## start

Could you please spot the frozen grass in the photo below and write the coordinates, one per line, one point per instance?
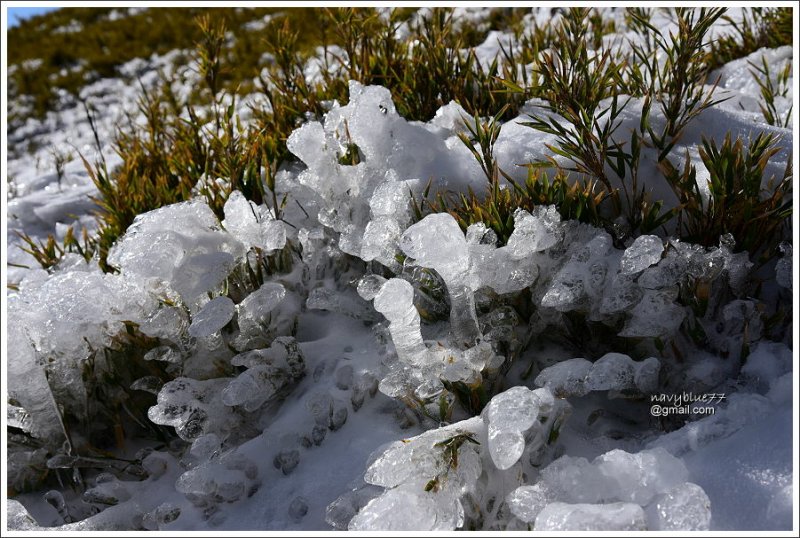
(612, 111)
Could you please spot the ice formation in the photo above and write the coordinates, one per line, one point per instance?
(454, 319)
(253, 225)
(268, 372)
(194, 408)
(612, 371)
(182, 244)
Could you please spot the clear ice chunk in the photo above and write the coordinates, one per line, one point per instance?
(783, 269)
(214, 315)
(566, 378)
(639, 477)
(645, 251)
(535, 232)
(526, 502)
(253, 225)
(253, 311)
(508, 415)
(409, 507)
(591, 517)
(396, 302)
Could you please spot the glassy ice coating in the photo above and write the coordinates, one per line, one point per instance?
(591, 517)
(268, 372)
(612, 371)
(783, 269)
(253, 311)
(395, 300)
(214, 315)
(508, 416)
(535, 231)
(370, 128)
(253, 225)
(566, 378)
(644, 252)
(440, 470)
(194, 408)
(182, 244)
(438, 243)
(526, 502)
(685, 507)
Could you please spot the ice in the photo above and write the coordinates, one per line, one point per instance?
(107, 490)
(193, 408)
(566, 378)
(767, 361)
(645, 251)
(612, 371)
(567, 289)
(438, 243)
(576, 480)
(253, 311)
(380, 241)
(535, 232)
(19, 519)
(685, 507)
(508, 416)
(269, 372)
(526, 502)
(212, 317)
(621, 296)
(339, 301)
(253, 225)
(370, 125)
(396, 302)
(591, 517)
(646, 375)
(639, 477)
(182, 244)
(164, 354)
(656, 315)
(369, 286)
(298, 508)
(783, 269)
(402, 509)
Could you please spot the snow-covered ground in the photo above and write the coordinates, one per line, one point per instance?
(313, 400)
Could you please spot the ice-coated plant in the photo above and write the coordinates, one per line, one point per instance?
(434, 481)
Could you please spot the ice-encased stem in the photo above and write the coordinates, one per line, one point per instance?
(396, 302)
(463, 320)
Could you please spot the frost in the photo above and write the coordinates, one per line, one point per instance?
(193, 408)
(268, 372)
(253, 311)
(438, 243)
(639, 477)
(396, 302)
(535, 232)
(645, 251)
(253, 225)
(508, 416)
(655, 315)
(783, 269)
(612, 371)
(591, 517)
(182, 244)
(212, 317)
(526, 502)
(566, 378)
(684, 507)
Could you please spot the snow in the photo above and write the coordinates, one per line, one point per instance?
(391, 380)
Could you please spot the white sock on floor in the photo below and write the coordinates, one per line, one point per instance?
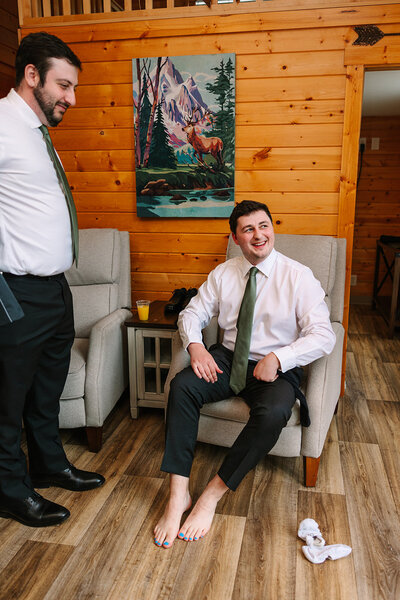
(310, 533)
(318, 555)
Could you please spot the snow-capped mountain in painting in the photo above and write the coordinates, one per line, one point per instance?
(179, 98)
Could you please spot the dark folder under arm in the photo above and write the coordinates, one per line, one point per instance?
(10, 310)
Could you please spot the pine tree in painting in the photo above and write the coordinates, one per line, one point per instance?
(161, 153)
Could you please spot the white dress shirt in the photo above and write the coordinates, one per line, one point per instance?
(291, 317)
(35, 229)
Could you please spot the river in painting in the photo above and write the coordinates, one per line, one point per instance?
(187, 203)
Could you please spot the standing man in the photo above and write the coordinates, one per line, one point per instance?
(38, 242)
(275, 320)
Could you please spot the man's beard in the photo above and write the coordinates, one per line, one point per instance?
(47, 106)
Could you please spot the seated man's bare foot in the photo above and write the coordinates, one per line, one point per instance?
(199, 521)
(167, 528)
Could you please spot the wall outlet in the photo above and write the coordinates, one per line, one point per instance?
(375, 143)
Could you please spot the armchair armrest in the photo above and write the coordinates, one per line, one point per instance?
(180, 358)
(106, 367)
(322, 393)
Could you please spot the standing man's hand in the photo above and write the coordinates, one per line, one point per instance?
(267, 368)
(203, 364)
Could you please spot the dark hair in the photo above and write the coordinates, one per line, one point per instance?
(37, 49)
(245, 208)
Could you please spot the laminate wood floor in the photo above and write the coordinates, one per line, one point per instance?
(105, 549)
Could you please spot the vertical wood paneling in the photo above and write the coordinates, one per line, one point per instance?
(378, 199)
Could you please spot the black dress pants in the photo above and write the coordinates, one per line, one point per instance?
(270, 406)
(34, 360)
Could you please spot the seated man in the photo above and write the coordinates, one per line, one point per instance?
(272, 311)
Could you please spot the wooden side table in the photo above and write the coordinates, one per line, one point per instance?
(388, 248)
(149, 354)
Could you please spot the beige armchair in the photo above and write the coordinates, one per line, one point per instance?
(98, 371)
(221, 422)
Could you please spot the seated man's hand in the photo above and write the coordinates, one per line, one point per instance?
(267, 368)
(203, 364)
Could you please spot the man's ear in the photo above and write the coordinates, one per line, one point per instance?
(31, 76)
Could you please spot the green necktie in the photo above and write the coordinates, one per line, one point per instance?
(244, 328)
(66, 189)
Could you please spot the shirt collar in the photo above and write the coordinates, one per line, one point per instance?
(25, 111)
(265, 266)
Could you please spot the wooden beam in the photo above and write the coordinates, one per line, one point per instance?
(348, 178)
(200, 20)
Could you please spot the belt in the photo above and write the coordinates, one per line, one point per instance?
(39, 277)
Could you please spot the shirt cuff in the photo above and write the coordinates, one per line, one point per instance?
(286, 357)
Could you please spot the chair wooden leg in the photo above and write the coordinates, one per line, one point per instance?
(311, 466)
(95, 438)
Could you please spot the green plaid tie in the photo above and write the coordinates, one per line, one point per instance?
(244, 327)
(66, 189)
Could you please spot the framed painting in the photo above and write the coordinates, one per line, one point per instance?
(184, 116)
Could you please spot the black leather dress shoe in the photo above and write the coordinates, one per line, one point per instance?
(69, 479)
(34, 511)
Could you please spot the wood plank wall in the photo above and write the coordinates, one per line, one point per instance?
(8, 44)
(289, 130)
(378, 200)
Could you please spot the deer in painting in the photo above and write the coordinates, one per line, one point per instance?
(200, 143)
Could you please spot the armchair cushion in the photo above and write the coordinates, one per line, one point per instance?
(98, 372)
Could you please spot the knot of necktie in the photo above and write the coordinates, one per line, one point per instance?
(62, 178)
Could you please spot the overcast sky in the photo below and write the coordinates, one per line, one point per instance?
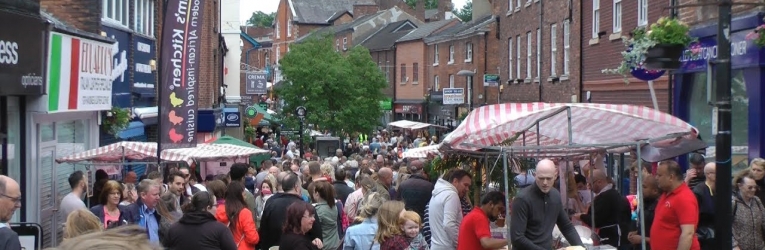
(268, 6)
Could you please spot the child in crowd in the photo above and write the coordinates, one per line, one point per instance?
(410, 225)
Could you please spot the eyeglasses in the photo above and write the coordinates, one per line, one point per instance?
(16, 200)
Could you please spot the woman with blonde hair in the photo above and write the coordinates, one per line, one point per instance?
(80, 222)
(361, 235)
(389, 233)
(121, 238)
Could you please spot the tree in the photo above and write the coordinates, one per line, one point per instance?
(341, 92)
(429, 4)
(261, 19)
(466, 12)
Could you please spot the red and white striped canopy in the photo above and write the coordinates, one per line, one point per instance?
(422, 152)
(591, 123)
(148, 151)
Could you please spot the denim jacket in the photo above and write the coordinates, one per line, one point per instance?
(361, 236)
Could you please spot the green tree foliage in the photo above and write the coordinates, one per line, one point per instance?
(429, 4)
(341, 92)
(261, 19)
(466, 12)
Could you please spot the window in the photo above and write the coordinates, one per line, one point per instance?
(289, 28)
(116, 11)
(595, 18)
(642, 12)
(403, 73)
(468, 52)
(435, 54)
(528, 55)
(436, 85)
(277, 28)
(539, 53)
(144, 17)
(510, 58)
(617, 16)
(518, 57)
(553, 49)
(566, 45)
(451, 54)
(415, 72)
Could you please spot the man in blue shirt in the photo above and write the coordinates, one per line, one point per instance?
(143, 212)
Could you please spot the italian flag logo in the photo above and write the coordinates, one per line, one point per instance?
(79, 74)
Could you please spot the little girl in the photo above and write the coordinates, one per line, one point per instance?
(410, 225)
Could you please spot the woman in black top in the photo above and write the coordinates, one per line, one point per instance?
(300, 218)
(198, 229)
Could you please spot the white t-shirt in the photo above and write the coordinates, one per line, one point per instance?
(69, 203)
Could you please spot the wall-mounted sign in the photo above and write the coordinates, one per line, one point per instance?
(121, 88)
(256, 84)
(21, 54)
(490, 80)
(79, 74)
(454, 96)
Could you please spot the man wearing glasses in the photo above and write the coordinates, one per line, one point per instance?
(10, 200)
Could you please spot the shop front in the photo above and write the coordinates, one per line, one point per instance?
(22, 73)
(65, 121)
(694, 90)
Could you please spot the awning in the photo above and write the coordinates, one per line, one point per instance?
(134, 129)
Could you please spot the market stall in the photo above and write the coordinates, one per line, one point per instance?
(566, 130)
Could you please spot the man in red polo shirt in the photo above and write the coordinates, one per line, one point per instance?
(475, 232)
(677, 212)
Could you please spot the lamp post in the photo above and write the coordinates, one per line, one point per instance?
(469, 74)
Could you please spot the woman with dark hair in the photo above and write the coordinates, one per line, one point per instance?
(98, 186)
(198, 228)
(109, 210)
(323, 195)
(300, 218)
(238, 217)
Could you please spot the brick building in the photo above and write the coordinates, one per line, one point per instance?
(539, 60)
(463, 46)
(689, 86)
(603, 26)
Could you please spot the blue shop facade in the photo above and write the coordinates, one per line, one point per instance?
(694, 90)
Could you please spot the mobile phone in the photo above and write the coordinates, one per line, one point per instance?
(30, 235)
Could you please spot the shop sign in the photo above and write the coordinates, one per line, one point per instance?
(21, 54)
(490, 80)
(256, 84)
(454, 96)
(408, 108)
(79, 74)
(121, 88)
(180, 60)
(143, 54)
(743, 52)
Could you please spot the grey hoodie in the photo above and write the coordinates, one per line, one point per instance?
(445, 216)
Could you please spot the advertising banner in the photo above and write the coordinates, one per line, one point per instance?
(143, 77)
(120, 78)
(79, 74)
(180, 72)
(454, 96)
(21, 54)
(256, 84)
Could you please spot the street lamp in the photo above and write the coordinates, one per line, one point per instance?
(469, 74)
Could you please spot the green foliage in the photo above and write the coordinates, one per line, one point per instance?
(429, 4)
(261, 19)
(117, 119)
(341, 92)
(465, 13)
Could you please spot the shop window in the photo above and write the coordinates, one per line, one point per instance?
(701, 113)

## end
## start

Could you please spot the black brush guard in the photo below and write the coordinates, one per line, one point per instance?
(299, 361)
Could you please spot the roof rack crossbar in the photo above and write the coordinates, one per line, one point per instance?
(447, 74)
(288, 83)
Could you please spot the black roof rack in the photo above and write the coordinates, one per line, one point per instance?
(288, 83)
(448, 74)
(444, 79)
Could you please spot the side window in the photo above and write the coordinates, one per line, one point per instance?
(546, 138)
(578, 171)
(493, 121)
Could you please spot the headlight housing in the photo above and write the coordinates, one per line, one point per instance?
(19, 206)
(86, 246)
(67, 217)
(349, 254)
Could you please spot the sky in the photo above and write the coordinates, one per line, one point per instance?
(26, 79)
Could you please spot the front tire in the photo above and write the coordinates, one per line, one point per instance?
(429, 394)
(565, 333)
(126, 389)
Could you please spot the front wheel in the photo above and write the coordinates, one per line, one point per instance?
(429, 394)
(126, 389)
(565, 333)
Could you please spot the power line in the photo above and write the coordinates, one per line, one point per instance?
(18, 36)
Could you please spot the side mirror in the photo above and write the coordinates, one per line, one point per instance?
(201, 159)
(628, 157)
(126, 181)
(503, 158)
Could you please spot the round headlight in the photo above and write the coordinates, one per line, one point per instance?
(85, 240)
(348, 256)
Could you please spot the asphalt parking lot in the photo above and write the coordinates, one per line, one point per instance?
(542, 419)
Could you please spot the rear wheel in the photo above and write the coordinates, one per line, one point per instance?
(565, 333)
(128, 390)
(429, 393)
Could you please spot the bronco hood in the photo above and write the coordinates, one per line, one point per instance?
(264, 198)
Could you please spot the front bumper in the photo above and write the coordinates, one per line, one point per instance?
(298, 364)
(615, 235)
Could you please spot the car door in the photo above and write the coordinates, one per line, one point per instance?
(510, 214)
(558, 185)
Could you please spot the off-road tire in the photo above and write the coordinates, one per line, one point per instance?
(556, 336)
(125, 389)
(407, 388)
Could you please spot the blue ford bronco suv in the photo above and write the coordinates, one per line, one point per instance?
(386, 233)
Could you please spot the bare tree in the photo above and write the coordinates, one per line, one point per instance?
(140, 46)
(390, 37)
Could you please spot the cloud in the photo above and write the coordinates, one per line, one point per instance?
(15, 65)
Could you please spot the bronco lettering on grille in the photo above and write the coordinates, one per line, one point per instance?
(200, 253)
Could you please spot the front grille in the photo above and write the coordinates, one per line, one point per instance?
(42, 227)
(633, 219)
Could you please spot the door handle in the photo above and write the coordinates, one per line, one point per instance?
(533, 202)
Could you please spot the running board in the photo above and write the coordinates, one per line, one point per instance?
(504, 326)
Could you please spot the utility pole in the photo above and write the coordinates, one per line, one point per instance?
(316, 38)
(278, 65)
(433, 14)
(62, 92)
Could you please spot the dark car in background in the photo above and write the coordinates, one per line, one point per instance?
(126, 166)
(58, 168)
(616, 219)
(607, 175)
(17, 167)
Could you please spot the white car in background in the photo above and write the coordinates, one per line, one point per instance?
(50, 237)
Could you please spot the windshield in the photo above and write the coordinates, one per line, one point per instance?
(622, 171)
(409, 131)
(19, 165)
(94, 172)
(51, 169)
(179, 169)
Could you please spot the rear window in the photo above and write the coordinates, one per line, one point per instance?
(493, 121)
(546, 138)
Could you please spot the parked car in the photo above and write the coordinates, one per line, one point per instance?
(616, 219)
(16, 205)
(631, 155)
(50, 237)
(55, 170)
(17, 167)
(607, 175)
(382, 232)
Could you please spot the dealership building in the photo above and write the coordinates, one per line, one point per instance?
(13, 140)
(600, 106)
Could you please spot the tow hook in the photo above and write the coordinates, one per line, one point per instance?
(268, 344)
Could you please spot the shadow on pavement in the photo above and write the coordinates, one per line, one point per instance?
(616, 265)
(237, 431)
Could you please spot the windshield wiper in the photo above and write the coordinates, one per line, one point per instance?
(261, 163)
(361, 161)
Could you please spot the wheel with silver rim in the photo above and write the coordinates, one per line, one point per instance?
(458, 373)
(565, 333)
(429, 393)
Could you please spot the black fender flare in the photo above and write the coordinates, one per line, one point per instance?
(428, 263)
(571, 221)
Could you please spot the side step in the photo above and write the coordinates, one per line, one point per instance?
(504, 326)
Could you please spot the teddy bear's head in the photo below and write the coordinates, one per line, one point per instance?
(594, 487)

## end
## start

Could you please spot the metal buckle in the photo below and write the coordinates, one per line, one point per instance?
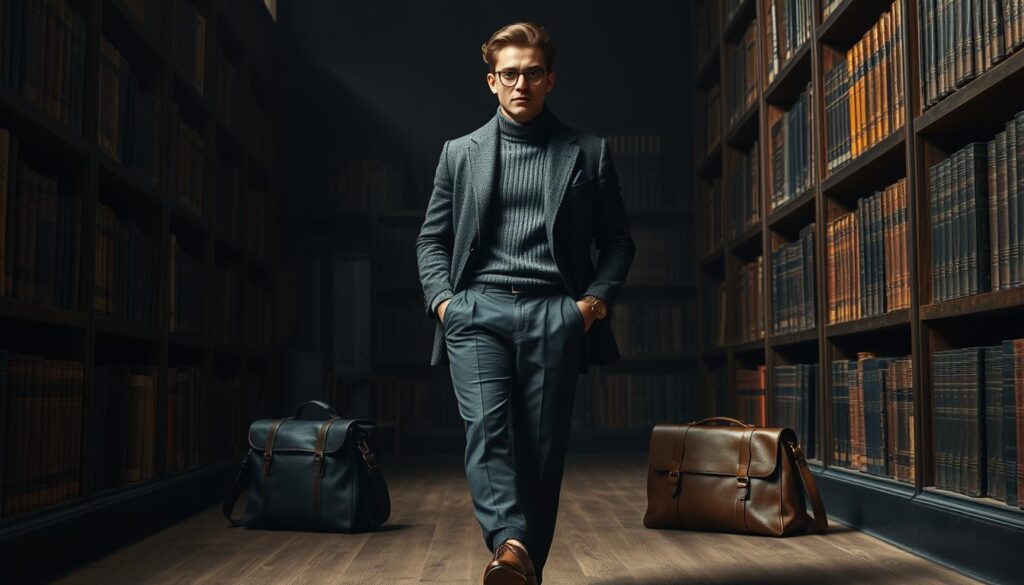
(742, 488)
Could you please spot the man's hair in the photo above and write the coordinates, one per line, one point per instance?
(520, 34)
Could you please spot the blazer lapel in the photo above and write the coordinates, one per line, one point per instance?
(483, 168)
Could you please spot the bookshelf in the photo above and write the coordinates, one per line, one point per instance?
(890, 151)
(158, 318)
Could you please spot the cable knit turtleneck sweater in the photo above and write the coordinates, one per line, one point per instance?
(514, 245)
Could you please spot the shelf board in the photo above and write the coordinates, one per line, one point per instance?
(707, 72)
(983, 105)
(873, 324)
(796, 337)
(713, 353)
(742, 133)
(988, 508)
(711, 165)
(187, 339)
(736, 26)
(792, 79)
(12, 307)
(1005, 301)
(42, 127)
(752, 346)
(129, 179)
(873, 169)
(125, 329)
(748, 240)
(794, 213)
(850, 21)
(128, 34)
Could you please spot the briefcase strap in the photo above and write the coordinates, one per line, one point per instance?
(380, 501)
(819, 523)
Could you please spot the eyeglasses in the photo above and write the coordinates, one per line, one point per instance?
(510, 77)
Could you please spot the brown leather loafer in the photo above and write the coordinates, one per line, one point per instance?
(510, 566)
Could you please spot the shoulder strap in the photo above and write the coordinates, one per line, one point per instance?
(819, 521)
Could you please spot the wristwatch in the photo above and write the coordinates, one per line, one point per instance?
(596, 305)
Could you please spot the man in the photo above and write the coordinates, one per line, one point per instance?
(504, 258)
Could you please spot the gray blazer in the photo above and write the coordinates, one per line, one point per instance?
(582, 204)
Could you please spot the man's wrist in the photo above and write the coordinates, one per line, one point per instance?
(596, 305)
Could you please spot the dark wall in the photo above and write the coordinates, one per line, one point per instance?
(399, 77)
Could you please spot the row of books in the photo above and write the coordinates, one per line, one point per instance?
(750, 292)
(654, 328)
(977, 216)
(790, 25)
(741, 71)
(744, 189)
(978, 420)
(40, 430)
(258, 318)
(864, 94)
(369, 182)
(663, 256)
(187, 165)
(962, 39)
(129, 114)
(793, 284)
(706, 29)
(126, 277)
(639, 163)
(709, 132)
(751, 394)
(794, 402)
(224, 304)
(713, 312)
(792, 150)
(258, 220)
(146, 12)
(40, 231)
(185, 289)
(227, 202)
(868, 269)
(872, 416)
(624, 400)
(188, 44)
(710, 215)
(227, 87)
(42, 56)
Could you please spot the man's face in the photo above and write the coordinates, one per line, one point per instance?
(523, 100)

## end

Short task:
Please pull out every line of the listing above that contains the word "seated", copying each one in full.

Task solution:
Could you please spot the seated man's bare foot in the photo above and write the coordinates, one per line, one point per instance?
Could you please spot the seated man in the photo above and write the coordinates, one per line, one point per instance?
Could you please spot the seated man's hand in the photo above and write the coordinates, one per line, one point per instance?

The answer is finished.